**SET PROBLEM:** Please continue the semantic search tutorial from its last sentence, carrying on in the same style.

------ DOCUMENT TEXT

Semantic Search Over a Movie Knowledge Graph
Combine graph traversals with semantic search to query knowledge that isn't explicitly stored in the database.
CogDB lets you combine standard graph traversals with semantic search in a single query chain. In this setup, the graph handles the explicit structure (who directed what, who starred in what), while the vector model brings in external world knowledge that isn't actually stored in the database, for example, an actor's nationality or awards.
Here's a look at how they work together.
Setup
Install CogDB:
pip install cogdbWe're going to use a basic dataset of 100 films from 15 countries. The following code fetches the dataset, loads it into a graph, and vectorizes all nodes:
import requests
from cog.torque import Graph
url = "https://raw.githubusercontent.com/arun1729/data/refs/heads/master/movies.json"
data = requests.get(url).json()
g = Graph("movies")
triples = [(s, p, o) for s, p, o in data["triples"]]
g.put_batch(triples)
g.vectorize()The data is just triples. Every film has a director, genre, language, country, cast, and a one-sentence plot description. Importantly, there is no external metadata attached to the actors. There is no birthplaces, nationalities or awards data.
Queries
1. Finding British actors (without nationality data)
g.v().has("type","actor").k_nearest("British actor", k=3).tag("actor").inc().has("type","film").all()
# Output:
# {'result': [{'id': "The King's Speech", 'actor': 'Colin Firth'},
# {'id': 'Trainspotting', 'actor': 'Ewan McGregor'},
# {'id': 'Skyfall', 'actor': 'Daniel Craig'}]}Because the graph lacks a nationality field for actors, a standard graph query would fail here. However, the embedding model already knows who Colin Firth, Ewan McGregor, and Daniel Craig are. The query uses the vector model to identify names semantically similar to "British actor," and then uses the graph to traverse back to the films they starred in.

------------
------ PROVIDED RECORDS

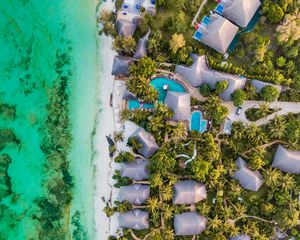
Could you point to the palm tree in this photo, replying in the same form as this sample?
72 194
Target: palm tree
167 193
287 182
179 133
277 128
168 234
215 223
153 204
272 177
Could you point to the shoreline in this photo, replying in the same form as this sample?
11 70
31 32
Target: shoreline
102 163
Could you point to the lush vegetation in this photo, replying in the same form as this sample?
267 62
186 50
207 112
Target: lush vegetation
254 114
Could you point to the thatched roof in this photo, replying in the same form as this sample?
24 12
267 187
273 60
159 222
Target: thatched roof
189 223
287 160
199 73
180 104
251 180
259 85
149 145
125 28
135 194
219 33
141 49
240 11
135 219
188 192
241 237
121 66
136 170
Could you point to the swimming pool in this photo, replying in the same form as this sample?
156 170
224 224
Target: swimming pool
197 122
158 84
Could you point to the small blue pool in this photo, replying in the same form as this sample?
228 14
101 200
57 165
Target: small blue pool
197 122
197 35
205 20
157 84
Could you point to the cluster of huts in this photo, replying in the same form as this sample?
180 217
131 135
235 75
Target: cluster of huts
187 192
220 28
284 159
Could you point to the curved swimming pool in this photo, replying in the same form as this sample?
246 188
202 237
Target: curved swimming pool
157 84
197 122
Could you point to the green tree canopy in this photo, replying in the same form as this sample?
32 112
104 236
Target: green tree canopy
269 93
238 97
220 87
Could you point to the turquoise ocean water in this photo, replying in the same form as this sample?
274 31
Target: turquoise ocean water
31 34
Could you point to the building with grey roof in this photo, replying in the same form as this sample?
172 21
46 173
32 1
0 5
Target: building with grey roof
135 219
199 73
218 33
189 223
250 180
259 85
121 66
240 11
188 192
136 170
241 237
141 49
287 160
125 28
149 145
135 194
180 104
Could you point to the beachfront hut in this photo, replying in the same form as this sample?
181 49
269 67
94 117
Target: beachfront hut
218 33
135 219
241 237
121 66
251 180
135 194
125 28
180 104
149 145
189 223
188 192
199 73
287 160
259 85
141 49
239 11
136 170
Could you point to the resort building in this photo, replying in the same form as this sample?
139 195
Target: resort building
136 170
250 180
135 194
199 73
216 32
188 192
259 85
189 223
180 104
287 160
121 66
135 219
130 15
241 237
141 49
149 145
238 11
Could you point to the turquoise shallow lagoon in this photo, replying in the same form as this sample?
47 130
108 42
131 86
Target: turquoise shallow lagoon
32 33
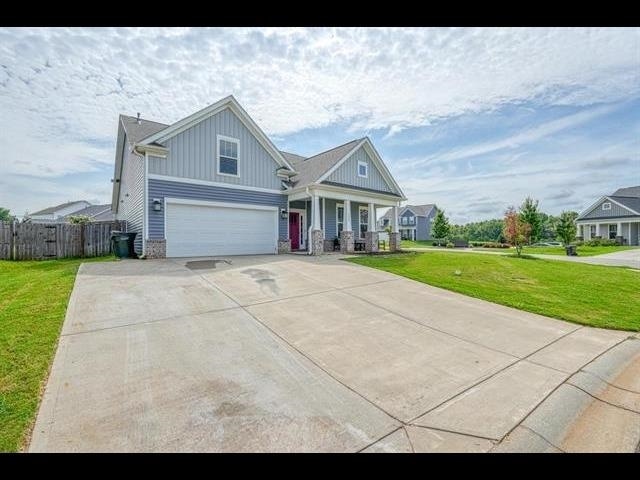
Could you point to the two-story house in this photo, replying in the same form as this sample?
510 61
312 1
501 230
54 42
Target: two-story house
414 221
214 184
615 216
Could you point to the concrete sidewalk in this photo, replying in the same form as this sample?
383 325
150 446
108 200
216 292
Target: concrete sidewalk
294 353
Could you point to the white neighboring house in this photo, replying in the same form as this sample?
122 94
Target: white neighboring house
58 213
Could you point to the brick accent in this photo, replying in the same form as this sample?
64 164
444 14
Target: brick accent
156 249
328 245
317 242
346 241
284 246
394 241
371 242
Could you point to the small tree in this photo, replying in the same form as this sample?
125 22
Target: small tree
441 226
5 215
566 228
530 214
79 219
515 230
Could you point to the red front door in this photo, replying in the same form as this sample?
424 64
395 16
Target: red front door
294 230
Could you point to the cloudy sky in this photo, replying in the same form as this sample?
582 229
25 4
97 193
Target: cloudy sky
470 119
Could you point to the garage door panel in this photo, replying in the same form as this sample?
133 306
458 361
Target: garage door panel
202 230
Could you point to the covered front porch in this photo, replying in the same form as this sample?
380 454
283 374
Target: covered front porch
626 232
326 218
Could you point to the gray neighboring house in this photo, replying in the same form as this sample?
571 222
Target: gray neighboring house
414 221
58 213
214 184
615 215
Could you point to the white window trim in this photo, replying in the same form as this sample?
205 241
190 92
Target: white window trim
360 208
227 139
366 165
337 222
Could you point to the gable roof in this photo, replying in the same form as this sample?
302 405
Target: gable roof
49 210
293 158
311 169
627 192
418 210
227 102
94 211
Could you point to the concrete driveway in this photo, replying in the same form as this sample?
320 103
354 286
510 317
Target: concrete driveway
291 353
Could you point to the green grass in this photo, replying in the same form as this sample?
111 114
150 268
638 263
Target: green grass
415 243
583 250
33 302
587 294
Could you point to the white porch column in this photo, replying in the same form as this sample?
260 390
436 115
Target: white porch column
347 216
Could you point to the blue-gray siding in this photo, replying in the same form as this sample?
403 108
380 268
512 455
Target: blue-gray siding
615 212
192 154
162 188
132 194
347 174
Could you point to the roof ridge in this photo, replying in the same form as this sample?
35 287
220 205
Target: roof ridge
335 148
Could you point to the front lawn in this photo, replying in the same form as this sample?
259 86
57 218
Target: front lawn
33 302
583 250
587 294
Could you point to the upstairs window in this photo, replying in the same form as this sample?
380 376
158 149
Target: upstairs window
228 155
363 169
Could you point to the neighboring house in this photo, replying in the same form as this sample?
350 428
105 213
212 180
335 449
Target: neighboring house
97 213
414 221
214 184
615 215
58 213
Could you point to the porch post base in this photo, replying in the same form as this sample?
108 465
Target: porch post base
371 242
346 241
317 242
394 241
284 246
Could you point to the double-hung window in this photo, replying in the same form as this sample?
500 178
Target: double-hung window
228 156
364 221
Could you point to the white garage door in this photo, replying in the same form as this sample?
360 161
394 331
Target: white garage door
213 230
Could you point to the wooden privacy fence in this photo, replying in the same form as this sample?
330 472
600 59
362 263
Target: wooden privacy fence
42 241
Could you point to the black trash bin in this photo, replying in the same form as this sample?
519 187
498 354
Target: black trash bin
122 244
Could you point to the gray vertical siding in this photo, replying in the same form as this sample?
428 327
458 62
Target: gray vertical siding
193 153
347 173
132 194
162 188
616 211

------------

**EXPECTED OUTPUT:**
2. Searching plots by concept to find the director
g.v().has("type", "film").out("plot").k_nearest("scifi related to aliens", k=1).inc("plot").tag("film").out("directed_by").all()
# Output:
# {'result': [{'id': 'Denis Villeneuve', 'film': 'Arrival'}]}This query filters down to films, follows the edges to their plot descriptions, runs a semantic search on those descriptions, traces back to the film, and finally follows the edge to the director.
None of the plots in the dataset actually contain the words "scifi" or "aliens." The plot for Arrival is simply: "A linguist races against time to communicate with extraterrestrial visitors before global tensions explode." The embedding model bridges the vocabulary gap between the query and the raw data.
3. Finding films with Oscar-winning actors (without awards data)
g.v().has("type", "film").k_nearest("with oscar winning actors", k=3).tag("movie").out().has("type","actor").all()
# Output:
# {'result': [{'id': 'Al Pacino', 'movie': 'The Godfather'},
# {'id': 'Marlon Brando', 'movie': 'The Godfather'},
# {'id': 'Ray Liotta', 'movie': 'Goodfellas'},
# {'id': 'Robert De Niro', 'movie': 'Goodfellas'},
# {'id': 'Shelley Duvall', 'movie': 'The Shining'},
# {'id': 'Jack Nicholson', 'movie': 'The Shining'}]}Just like the nationality example, there is no "Oscar" or "awards" field in this graph. The model relies on its pre-trained knowledge to identify films featuring Oscar-winning actors (like Brando, Pacino, De Niro, and Nicholson). Once the model flags the right films, the graph takes over to pull the full cast lists for those specific movies.
What's happening under the hood
The default embedding model (BGE-small-en-v1.5) acts as a stand-in for missing metadata (like cultural associations and career history), while the graph maintains the rigid structural relationships between the nodes.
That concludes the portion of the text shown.